## Given problem 1
Copy the entries word for word, everything from the line that contains "point_to(query) locates a point on each instance of the upper" down to the end of the entries.

## Excerpted text
CI runner contract
CI runner contract
Section titled “CI runner contract”Self-hosted labels (default)
Section titled “Self-hosted labels (default)”| Profile | runs-on |
|---|---|
| Basic Linux | [self-hosted, linux, x64] |
| Docker / Buildx | [self-hosted, linux, x64, docker] |
| Playwright / browser | [self-hosted, linux, x64, browser] |
| GPU / Mens train | [self-hosted, linux, x64, gpu] |
Machines registered with linux, docker, browser, and gpu are distinct capacity pools, but each host still runs the same GitHub Actions Runner application version (the actions-runner service). Upgrade every self-hosted runner that serves this repository—not only the “basic” pool—when the runner app falls below the version floor below.
Actions Runner application version (self-hosted)
Section titled “Actions Runner application version (self-hosted)”Upstream JavaScript actions in this repo (for example actions/checkout@v6, actions/cache@v5, actions/setup-node@v6, Docker’s docker/*-action@v4+) use the Node.js 24 Actions runtime where documented by each action release. GitHub documents a minimum Actions Runner version of v2.327.1 for that runtime on self-hosted agents (see the Actions Runner v2.327.1 release and each action’s README).

## Extracted data
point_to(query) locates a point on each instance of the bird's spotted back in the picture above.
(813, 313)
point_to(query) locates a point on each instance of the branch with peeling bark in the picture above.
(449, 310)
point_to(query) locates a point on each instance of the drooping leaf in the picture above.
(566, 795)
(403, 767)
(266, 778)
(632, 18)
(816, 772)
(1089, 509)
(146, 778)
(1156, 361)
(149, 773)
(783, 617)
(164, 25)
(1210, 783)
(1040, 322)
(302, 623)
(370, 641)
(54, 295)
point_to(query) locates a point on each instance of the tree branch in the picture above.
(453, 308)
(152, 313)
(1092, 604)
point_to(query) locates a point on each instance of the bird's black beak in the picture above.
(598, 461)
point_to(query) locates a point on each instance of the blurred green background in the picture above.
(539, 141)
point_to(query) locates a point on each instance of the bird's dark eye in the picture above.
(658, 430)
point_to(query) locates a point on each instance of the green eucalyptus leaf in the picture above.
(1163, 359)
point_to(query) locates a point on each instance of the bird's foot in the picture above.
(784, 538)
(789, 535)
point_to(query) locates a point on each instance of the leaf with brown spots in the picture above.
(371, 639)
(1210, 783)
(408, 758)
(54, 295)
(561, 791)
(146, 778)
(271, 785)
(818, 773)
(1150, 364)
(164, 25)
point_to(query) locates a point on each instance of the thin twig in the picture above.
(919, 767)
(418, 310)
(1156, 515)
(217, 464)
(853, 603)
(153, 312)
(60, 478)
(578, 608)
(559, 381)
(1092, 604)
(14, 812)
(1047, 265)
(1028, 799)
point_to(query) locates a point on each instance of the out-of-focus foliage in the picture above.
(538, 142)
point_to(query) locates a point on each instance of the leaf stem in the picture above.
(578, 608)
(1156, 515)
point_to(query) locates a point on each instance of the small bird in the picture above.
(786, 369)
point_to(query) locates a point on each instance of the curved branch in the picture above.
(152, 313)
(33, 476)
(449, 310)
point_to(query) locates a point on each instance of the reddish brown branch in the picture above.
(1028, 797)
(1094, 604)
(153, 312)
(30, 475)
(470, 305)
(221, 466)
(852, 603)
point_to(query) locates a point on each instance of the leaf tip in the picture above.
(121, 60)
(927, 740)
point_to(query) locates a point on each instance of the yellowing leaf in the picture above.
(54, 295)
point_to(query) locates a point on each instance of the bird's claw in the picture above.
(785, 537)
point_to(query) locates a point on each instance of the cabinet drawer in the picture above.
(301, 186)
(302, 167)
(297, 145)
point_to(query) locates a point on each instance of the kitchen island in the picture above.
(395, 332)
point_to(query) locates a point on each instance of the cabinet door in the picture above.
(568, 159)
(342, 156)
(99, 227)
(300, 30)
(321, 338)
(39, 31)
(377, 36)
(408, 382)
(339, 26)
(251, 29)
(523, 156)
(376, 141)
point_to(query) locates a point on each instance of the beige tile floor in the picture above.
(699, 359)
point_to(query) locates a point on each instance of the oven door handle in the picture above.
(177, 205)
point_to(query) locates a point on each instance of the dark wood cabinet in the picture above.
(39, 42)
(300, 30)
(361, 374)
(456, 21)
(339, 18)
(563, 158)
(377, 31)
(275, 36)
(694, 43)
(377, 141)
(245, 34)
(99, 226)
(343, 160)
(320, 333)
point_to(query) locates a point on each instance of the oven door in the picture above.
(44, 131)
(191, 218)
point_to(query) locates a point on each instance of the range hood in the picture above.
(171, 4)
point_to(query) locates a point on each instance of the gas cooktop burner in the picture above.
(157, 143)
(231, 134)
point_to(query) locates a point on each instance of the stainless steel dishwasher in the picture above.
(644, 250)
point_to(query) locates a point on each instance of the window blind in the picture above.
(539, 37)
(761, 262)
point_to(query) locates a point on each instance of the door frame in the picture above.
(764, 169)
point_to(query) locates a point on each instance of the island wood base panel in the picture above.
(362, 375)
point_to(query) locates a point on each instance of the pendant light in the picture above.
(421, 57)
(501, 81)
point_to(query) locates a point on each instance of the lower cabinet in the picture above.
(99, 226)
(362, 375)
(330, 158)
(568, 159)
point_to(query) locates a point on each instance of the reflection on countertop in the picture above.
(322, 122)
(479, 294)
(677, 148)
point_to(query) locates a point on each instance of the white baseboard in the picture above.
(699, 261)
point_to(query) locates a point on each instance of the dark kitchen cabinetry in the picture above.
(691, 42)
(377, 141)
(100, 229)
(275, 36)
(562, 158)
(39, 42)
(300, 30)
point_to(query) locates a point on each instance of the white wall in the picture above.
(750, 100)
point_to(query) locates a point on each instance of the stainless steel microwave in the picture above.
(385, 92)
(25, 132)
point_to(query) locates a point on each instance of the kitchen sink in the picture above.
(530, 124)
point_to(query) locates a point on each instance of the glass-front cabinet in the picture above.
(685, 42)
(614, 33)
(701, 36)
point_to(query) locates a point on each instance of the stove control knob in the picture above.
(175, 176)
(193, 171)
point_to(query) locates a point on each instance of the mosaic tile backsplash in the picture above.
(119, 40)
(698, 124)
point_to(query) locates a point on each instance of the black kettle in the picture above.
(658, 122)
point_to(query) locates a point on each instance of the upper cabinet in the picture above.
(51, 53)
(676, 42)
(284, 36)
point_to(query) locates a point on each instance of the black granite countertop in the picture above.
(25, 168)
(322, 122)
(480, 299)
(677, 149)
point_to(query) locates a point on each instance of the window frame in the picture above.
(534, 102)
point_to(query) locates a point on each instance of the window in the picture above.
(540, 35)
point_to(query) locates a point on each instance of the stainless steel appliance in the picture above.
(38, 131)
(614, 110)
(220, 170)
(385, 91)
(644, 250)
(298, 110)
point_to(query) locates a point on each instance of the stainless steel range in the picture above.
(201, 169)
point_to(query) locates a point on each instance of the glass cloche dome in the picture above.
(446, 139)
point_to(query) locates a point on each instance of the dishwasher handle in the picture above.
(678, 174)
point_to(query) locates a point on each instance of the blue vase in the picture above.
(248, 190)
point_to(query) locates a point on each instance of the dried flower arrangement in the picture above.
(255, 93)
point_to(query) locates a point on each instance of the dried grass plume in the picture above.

## Given problem 2
List every runner profile named in the table of the CI runner contract.

## Task solution 1
point_to(query) locates a point on each instance of the upper cabinet in the picture above.
(51, 53)
(676, 42)
(284, 36)
point_to(query) locates a point on each instance of the black granite countertop in the picture above.
(25, 168)
(322, 122)
(480, 299)
(677, 149)
point_to(query) locates a point on each instance of the window frame in the picture above.
(534, 102)
point_to(query) locates a point on each instance of the window in the picture above.
(540, 35)
point_to(query) locates a point on each instance of the stainless steel appliance in the picture above.
(38, 131)
(614, 110)
(220, 170)
(385, 91)
(644, 250)
(298, 110)
point_to(query) locates a point on each instance of the stainless steel range in the picture above.
(201, 169)
point_to(query) locates a point on each instance of the glass cloche dome in the picture above.
(446, 139)
point_to(query) locates a point on each instance of the dishwasher handle in the picture above.
(678, 174)
point_to(query) locates a point on each instance of the blue vase in the picture above.
(248, 190)
point_to(query) locates a point on each instance of the dried flower arrangement in the picture above.
(255, 93)
point_to(query) locates a point on each instance of the dried grass plume in the picture above.

## Task solution 2
- Basic Linux
- Docker / Buildx
- Playwright / browser
- GPU / Mens train